READING TEXT:
= = = = =

Despite what you've said, I think the rhyme schme makes it strong enough. Especically with the last stanza...That was powerful. Splendid work. You have much talent

Posted 11 Years Ago


Awe, this was a depressing write. The poor little boy. I feel bad for him. Not wanting to be alive, but then again I understand though. I wouldn't want to be in that situation either. This was a great write though. I enjoyed. Thanks for sharing.

Posted 11 Years Ago


Angie Diane♥♥

11 Years Ago

You're welcome. I wanted to review back :)
SOUL LESS

11 Years Ago

Admirable sentiments....
Angie Diane♥♥

11 Years Ago

I've always been this way with reviewing. C:
Wow, such a powerful piece from a new perspective that people don't think about often. Nicely done. And I love the last stanza. Those four simple lines held such emotion and depth...great work

Posted 12 Years Ago


Brilliant!
Wondering if the off-rhyme was intended in the first stanza.
Begging in the scorching heat,
Their hands extended,
Their faces beseeching,
Asking for something to eat.

If you reversed the first two lines, then the rhyme scheme would match the rest of the poem.

Their hands extended,
Begging in the scorching heat,
Their faces beseeching,
Asking for something to eat.

Your choice of course. You paint a wonderful, (actually horrible in this case), picture with your poetic words. Fantastic job.

= = = = =

REQUIRED ACTIONS:
- A) Repeat the poem reviews from "Despite what you've" to "Thanks for sharing.", swapping "depressing" for "sad".
- B) Please carry on the poem reviews from where they stop.
The lines aren't needed for this.

= = = = =

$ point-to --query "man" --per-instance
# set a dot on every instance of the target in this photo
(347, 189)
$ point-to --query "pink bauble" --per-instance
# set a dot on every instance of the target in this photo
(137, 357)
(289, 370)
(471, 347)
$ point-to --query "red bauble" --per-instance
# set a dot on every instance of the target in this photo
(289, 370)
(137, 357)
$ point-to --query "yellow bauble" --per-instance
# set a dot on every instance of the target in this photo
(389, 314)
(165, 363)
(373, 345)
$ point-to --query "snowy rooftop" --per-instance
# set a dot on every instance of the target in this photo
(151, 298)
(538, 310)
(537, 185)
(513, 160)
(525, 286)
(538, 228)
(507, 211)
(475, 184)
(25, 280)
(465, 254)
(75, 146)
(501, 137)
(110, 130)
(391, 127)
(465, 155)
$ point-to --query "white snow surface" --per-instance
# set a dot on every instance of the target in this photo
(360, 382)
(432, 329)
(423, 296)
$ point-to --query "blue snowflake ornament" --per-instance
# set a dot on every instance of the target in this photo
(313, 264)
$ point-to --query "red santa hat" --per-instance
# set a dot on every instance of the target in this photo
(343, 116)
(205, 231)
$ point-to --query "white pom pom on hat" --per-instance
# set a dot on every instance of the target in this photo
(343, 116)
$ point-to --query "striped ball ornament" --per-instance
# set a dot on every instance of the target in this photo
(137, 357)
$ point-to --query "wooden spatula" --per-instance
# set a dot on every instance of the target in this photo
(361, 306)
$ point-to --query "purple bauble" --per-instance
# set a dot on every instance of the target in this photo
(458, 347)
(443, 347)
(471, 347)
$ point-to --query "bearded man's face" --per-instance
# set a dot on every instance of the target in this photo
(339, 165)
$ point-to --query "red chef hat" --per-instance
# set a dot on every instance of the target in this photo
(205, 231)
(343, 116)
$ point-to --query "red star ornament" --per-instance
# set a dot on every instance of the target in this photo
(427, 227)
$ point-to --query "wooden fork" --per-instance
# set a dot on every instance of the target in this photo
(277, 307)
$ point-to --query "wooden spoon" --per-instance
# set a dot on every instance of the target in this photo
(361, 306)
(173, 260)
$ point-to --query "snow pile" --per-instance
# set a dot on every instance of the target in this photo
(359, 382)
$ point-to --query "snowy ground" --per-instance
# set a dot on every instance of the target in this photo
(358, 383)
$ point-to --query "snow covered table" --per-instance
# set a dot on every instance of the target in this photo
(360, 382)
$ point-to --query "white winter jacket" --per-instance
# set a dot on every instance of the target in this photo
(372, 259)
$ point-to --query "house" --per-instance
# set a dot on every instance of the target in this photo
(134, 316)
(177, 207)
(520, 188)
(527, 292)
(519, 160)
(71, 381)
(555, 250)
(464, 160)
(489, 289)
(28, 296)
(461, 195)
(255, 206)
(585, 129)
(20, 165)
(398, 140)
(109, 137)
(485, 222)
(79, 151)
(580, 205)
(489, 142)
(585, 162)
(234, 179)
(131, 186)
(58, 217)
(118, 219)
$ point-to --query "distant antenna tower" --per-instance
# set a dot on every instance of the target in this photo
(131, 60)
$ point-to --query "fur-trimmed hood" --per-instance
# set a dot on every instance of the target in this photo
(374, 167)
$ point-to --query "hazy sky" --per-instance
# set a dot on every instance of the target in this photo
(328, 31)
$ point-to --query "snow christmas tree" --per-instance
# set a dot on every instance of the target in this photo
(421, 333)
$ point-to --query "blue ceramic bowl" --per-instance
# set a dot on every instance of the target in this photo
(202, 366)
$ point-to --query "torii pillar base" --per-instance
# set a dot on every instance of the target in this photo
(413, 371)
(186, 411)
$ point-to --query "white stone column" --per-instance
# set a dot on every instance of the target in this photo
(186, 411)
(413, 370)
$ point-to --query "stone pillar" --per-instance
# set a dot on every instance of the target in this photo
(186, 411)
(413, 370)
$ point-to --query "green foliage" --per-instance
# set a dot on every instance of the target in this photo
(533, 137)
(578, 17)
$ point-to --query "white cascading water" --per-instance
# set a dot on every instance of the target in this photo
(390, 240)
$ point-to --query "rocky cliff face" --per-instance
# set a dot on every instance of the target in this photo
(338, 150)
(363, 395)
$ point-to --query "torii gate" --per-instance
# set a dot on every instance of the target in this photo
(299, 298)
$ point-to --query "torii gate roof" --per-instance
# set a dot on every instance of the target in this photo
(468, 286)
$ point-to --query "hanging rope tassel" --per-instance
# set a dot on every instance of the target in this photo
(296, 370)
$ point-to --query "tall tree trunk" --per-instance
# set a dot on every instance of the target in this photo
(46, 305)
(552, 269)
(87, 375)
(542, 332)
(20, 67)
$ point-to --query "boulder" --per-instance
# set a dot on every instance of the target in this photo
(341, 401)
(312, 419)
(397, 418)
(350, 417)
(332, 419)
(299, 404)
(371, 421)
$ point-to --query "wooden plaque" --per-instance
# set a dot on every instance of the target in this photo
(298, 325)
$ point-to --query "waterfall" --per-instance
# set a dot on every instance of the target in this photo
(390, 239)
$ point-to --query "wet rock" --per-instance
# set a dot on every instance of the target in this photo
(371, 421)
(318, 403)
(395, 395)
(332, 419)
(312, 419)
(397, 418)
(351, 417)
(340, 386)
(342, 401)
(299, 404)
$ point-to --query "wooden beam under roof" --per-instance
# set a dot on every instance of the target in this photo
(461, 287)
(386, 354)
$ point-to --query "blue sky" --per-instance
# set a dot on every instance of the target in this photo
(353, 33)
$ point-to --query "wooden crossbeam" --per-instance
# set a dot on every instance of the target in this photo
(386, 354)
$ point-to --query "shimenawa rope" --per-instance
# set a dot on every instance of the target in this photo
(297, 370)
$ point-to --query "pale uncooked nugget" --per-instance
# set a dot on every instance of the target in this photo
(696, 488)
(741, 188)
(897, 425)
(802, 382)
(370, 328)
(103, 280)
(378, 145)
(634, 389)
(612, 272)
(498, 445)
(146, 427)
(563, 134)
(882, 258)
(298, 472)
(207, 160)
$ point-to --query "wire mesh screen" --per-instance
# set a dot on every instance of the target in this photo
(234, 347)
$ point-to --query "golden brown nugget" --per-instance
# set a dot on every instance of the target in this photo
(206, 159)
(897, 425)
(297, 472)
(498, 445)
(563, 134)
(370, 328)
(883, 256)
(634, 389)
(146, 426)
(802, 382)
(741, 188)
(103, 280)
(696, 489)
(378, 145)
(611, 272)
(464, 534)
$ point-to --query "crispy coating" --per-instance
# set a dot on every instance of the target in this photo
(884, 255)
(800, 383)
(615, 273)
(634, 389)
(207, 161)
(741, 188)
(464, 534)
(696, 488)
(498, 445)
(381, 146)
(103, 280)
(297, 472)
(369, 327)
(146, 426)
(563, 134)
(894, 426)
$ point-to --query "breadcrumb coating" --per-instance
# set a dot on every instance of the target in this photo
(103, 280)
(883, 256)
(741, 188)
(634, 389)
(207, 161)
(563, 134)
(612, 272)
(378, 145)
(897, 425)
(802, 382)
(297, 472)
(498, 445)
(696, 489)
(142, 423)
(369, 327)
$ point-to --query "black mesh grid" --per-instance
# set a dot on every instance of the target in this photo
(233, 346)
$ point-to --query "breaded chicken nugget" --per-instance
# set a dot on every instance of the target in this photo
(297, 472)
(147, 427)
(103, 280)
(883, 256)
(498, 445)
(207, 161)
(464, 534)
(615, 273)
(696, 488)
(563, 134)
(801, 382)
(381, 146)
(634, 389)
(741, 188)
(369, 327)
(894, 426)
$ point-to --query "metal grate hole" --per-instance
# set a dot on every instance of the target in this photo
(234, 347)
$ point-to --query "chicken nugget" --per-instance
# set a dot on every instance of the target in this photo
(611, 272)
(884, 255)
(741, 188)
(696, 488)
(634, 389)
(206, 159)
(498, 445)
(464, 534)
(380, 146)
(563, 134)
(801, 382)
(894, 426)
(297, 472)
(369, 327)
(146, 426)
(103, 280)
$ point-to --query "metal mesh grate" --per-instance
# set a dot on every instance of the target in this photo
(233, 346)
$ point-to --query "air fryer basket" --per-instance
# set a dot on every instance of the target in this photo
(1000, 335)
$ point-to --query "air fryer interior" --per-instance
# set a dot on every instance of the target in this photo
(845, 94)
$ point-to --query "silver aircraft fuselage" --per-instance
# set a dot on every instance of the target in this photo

= = = = =

ANSWERS TO EACH TASK:
- A)
Despite what you've said, I think the rhyme schme makes it strong enough. Especically with the last stanza...That was powerful. Splendid work. You have much talent

Posted 11 Years Ago


Awe, this was a sad write. The poor little boy. I feel bad for him. Not wanting to be alive, but then again I understand though. I wouldn't want to be in that situation either. This was a great write though. I enjoyed. Thanks for sharing.

- B)
Posted 12 Years Ago


There is in my country 105,000 homeless people, of that 21% are between the ages of 12-18 and a further 12% are younger than 12. That I can recall these statistics is seen as something strange to my friends and acquaintances. That is a fact that I consider particularly depressing, that my knowledge of the poverty of our society is somehow exceptional?! What manner of men are we??

My feelings aside, this piece was wonderfully written, it has a lovely cadence and rhythm; that like the beggar marches the reader forward unwillingly, our eyes do not wish to read on, but like the beggar's bloody and "protesting" feet we read on. So bravo!

As to the second last stanza I could not see or think of any corrections I am sorry.

Once again thank you,
A.E.

Posted 12 Years Ago


Actually, it doesn't need to be revised. It's very good! You're talented! Don't ever doubt your work! I don't!!

Posted 12 Years Ago


Oh my...sounds and feels like you can hear the beggers thoughts and gage the feelings of sorrow and helplessness...really moving and gets you to see things from a different side...his side of the car window... :)

Posted 13 Years Ago


enjoyed the picture your've painted here in words.
great flow and diction.

and to me, the second to last stanza is fine, it's the 3rd to last stanza that may be a little too wordy tho. a revise to that instead ?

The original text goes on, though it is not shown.